| GIVEN EXERCISE |
Render the items from the line containing "uniform jacket. Return only the coordinates." through the line containing "(1146, 122)" as a Markdown table with the columns "No." and "Line". Give each line its own row number and leave out blank lines.

[Excerpts from pointing data]
──────────────────────────────

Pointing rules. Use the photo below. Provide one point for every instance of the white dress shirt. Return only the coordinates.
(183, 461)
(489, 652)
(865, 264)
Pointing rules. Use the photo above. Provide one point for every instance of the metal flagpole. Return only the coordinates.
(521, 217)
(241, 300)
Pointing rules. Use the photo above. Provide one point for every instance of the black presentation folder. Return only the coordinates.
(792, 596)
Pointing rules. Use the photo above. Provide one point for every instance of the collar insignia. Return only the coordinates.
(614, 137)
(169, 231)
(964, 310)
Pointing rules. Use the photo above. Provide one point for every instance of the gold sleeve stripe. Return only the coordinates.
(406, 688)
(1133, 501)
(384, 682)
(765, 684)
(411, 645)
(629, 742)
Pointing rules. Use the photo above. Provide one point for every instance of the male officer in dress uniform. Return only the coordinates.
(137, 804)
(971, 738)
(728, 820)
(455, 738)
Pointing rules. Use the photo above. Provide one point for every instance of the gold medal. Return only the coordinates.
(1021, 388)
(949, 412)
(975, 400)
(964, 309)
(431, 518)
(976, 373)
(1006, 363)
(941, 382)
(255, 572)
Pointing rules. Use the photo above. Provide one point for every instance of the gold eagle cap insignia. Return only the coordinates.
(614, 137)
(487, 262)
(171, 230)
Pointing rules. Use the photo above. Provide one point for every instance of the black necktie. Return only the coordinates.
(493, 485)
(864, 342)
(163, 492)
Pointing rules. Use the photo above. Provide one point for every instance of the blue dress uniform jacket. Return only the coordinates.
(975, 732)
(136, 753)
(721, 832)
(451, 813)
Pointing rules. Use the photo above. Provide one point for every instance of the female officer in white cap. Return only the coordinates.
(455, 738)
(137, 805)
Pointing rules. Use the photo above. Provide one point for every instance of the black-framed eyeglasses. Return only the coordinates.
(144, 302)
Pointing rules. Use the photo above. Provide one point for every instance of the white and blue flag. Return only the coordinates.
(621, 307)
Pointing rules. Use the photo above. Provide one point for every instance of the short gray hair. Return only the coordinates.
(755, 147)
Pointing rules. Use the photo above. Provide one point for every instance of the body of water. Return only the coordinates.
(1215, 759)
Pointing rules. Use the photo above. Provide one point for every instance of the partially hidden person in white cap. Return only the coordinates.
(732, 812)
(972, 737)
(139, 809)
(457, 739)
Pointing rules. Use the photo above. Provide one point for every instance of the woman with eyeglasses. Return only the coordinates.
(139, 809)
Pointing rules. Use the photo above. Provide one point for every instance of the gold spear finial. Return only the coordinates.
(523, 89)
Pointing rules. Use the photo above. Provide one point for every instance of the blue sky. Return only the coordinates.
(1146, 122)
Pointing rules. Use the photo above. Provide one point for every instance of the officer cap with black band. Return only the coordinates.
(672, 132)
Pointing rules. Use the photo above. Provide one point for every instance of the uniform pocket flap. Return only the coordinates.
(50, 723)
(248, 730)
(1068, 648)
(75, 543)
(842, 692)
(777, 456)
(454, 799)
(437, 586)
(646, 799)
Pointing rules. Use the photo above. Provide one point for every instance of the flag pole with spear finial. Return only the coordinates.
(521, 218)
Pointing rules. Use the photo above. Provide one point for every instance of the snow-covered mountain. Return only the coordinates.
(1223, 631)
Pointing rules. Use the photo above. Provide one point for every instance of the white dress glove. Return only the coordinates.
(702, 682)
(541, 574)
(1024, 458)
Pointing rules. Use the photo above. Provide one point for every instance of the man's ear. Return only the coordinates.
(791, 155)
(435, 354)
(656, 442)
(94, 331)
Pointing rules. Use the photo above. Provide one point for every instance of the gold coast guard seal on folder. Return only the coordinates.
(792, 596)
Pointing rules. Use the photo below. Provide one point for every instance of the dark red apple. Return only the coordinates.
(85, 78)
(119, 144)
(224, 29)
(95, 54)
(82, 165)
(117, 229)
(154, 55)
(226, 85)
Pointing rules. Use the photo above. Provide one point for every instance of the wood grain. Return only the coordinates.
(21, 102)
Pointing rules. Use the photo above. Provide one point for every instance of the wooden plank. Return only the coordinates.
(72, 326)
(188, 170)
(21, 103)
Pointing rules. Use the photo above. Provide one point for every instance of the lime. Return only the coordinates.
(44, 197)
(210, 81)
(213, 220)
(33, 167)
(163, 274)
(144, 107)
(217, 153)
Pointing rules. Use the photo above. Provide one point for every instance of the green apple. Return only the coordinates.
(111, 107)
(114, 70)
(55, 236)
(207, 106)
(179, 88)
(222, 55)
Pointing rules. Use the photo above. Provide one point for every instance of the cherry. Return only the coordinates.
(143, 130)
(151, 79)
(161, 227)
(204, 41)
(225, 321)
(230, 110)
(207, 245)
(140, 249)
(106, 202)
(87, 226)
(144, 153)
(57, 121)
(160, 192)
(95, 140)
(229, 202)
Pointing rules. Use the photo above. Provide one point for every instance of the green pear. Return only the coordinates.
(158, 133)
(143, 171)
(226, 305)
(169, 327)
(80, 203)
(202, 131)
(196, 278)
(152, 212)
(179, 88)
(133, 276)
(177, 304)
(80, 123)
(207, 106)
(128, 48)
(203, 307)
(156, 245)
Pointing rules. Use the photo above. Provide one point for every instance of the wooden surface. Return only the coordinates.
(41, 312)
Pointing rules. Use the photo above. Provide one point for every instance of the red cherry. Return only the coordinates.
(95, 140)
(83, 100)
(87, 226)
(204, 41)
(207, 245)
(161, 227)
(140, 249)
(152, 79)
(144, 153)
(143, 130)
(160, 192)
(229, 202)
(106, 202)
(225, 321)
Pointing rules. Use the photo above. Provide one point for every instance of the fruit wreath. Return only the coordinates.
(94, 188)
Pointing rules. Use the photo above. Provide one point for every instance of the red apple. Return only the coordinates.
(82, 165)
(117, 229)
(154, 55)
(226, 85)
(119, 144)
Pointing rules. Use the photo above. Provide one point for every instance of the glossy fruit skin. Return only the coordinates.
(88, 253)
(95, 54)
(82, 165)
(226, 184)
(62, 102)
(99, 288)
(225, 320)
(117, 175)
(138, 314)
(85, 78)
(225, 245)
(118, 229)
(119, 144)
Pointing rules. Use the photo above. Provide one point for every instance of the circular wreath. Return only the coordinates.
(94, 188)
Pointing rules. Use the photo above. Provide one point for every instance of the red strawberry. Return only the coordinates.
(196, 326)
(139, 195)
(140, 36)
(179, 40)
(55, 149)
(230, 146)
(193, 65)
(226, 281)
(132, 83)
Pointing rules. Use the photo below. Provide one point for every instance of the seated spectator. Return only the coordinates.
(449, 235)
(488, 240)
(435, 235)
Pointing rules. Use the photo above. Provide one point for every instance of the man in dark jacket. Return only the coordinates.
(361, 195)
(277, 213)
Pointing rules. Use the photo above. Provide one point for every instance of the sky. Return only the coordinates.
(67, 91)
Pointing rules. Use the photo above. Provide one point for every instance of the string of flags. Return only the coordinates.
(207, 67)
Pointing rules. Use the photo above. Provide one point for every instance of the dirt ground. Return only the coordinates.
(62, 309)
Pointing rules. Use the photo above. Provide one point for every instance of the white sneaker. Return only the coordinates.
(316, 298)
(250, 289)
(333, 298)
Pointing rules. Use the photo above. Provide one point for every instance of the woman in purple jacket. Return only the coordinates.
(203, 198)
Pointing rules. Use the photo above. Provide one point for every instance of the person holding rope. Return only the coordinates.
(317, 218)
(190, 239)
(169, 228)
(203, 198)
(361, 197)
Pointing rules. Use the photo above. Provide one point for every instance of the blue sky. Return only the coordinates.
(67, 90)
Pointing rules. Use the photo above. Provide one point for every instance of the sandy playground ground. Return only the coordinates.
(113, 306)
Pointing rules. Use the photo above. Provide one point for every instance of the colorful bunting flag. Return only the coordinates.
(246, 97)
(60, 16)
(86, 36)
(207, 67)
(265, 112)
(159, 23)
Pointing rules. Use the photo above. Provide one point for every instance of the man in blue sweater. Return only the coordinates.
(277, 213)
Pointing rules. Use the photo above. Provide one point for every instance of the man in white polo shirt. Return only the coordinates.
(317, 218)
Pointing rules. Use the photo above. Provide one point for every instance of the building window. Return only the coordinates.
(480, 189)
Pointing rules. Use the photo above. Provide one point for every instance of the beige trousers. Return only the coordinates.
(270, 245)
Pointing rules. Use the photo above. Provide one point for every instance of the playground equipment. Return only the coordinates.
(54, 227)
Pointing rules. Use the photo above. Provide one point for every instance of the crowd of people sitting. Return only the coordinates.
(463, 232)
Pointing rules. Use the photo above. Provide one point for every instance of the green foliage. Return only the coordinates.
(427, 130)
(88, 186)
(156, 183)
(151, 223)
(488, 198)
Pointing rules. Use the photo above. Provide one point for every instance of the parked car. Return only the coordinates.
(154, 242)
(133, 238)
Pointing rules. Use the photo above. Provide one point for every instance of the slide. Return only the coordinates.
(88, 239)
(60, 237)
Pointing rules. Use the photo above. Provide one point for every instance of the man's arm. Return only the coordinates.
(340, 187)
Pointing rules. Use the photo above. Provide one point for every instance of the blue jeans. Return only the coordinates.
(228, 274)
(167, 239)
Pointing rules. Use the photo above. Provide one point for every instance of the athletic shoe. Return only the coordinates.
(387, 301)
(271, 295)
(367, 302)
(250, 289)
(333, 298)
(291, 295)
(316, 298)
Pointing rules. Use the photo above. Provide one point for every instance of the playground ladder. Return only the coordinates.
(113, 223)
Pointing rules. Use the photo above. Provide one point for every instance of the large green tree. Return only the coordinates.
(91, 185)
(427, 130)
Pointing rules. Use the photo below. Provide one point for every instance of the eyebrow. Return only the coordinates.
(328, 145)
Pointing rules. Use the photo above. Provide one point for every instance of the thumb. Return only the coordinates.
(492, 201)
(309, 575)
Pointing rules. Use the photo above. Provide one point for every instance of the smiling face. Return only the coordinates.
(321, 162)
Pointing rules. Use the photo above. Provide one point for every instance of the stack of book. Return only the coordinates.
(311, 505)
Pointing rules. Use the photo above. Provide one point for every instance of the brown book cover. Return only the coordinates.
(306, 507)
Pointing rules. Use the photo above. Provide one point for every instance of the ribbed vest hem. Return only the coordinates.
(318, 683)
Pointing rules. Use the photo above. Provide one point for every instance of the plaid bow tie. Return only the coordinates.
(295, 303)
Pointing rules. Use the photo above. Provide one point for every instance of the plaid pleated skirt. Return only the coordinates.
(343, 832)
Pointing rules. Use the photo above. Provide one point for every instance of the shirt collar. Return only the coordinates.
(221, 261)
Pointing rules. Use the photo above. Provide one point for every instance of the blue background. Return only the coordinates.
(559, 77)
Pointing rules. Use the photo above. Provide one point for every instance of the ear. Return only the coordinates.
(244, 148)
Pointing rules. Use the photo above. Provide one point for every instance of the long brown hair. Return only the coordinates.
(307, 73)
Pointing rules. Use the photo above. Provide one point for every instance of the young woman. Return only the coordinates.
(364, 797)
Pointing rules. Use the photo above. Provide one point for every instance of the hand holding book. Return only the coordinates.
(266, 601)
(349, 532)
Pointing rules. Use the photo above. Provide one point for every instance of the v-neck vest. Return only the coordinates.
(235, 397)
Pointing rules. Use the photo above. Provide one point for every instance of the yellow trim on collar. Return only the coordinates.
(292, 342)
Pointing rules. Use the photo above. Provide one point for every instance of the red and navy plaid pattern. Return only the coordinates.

──────────────────────────────

| WRITTEN RESPONSE |
| No. | Line |
|---|---|
| 1 | Pointing rules. Use the photo above. Provide one point for every instance of the blue dress uniform jacket. Return only the coordinates. |
| 2 | (975, 732) |
| 3 | (136, 753) |
| 4 | (721, 832) |
| 5 | (451, 813) |
| 6 | Pointing rules. Use the photo above. Provide one point for every instance of the female officer in white cap. Return only the coordinates. |
| 7 | (455, 738) |
| 8 | (137, 805) |
| 9 | Pointing rules. Use the photo above. Provide one point for every instance of the black-framed eyeglasses. Return only the coordinates. |
| 10 | (144, 302) |
| 11 | Pointing rules. Use the photo above. Provide one point for every instance of the white and blue flag. Return only the coordinates. |
| 12 | (621, 307) |
| 13 | Pointing rules. Use the photo above. Provide one point for every instance of the short gray hair. Return only the coordinates. |
| 14 | (755, 147) |
| 15 | Pointing rules. Use the photo above. Provide one point for every instance of the body of water. Return only the coordinates. |
| 16 | (1215, 759) |
| 17 | Pointing rules. Use the photo above. Provide one point for every instance of the partially hidden person in white cap. Return only the coordinates. |
| 18 | (732, 812) |
| 19 | (972, 737) |
| 20 | (139, 809) |
| 21 | (457, 739) |
| 22 | Pointing rules. Use the photo above. Provide one point for every instance of the woman with eyeglasses. Return only the coordinates. |
| 23 | (139, 809) |
| 24 | Pointing rules. Use the photo above. Provide one point for every instance of the gold spear finial. Return only the coordinates. |
| 25 | (523, 89) |
| 26 | Pointing rules. Use the photo above. Provide one point for every instance of the blue sky. Return only the coordinates. |
| 27 | (1146, 122) |